Exercise directions: Transcribe exactly the line containing "Task: locate the weathered" and every line after it, through the end of the records below.

+++ Task data

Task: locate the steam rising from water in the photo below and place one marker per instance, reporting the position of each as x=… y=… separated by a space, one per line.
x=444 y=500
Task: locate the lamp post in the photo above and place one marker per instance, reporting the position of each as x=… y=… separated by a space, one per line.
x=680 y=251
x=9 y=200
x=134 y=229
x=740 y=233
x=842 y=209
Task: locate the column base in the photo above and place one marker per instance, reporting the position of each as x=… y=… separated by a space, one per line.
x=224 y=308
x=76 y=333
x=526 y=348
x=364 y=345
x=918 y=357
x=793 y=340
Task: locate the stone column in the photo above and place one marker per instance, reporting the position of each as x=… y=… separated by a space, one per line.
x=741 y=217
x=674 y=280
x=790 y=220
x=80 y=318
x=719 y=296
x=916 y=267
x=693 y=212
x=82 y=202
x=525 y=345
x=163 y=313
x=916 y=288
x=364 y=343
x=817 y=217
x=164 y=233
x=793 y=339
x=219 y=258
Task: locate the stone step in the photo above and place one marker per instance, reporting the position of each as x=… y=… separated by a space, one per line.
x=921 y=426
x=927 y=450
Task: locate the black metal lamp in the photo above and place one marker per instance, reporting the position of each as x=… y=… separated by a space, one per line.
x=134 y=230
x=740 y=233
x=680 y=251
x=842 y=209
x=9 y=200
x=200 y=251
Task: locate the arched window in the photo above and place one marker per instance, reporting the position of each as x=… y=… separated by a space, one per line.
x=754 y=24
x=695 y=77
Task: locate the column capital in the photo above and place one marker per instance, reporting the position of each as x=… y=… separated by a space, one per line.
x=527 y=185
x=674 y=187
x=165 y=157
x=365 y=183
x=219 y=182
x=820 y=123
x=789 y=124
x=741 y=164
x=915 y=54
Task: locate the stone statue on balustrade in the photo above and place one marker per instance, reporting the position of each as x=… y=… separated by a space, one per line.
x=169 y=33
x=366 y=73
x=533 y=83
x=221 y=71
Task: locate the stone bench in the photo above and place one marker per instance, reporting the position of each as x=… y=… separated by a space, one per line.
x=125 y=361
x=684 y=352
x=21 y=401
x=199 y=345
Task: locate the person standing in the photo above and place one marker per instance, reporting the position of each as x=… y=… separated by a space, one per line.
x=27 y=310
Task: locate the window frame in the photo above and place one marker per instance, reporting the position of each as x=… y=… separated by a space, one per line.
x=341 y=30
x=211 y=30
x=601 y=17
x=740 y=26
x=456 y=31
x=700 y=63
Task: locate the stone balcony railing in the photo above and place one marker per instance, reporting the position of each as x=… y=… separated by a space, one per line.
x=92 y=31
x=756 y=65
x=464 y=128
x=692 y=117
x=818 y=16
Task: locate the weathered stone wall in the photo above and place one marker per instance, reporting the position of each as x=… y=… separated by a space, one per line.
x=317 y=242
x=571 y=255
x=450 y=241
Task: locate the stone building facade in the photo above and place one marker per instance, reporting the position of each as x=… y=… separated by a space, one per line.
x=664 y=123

++++++

Reply to the task:
Task: locate the weathered stone wall in the photo above and place one marker per instance, reporting the position of each as x=… y=… separated by a space, one per line.
x=317 y=242
x=571 y=255
x=450 y=241
Task: locate the stone building facade in the photo above and place one marker per instance, reporting the position of each as x=… y=… separated by a space, one per line.
x=664 y=123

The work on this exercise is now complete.